[Location identification items]
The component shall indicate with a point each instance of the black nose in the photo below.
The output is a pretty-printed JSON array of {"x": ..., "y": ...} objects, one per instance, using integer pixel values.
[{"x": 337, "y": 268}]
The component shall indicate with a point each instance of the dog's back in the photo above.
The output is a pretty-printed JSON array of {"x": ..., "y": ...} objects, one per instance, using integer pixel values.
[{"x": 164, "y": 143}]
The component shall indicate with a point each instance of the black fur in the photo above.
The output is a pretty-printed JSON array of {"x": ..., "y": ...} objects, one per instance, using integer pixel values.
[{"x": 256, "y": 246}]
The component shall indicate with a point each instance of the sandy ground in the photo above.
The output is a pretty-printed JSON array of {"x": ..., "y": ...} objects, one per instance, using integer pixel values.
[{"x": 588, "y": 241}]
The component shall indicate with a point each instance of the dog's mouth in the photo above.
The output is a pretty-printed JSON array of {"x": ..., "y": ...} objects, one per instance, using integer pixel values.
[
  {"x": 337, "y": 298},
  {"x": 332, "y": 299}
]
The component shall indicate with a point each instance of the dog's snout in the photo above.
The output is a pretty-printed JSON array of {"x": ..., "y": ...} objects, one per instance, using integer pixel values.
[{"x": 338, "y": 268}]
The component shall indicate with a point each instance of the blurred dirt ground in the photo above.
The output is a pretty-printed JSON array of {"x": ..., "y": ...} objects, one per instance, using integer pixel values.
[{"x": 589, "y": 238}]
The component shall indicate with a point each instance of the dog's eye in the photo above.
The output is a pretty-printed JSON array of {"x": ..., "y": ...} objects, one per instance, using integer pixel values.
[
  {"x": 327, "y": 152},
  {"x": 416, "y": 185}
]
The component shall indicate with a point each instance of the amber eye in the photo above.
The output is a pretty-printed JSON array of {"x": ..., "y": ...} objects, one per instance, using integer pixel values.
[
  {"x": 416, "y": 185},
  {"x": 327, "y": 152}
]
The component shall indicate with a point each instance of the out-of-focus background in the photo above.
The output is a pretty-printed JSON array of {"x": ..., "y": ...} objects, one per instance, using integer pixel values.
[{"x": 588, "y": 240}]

• What is expected
Copy all of the data above line by line, keeping every word and character unchanged.

• Task response
The component shall indicate with a point each instance of the black nose in the photo below.
The output is a pretty-printed JSON array of {"x": ..., "y": ...} objects, one per instance, using integer pixel values.
[{"x": 337, "y": 268}]
The component shall indicate with a point each instance of the dog's back in the photo above.
The output is a pretty-printed JSON array of {"x": ..., "y": ...} objects, one per instance, using integer pixel values.
[{"x": 164, "y": 143}]
The component shall indicate with a point each instance of the black fur in the photo above.
The output is a pretty-printed JSON array of {"x": ..., "y": ...} objects, one per instance, using integer pixel values.
[{"x": 256, "y": 246}]
The component shall indicate with a point each instance of the sandy ground in the photo above.
The output is a pretty-printed JSON array of {"x": ..., "y": ...} objects, one per instance, using integer pixel values.
[{"x": 588, "y": 241}]
The component shall indicate with a point each instance of the dog's mouth in the photo above.
The output is a pretty-printed JSON array of {"x": ..., "y": ...} objects, one per instance, using integer pixel values.
[
  {"x": 337, "y": 298},
  {"x": 332, "y": 299}
]
The component shall indicate with a point each instance of the dog's snout in the photo above.
The output is a pretty-printed JSON array of {"x": ..., "y": ...} objects, one per instance, using integer pixel values.
[{"x": 338, "y": 268}]
The component shall indicate with a point each instance of the blurred dirt ground in the photo above.
The output is a pretty-printed JSON array of {"x": ..., "y": ...} objects, one per instance, using integer pixel values.
[{"x": 589, "y": 238}]
The component shall indicate with a point each instance of the dog's eye in the photo above.
The output is a pretty-printed JSON array of {"x": ..., "y": ...} objects, one per instance, using integer pixel values.
[
  {"x": 327, "y": 152},
  {"x": 416, "y": 185}
]
The component shall indicate with a point each instance of the amber eye in the photo above.
The output is a pretty-printed JSON array of {"x": ..., "y": ...} objects, one per instance, using integer pixel values.
[
  {"x": 416, "y": 185},
  {"x": 327, "y": 152}
]
The component shall indicate with a point each instance of the out-of-focus background in the photo above.
The output is a pretty-printed JSON array of {"x": ..., "y": ...} objects, one per instance, using integer pixel values.
[{"x": 588, "y": 240}]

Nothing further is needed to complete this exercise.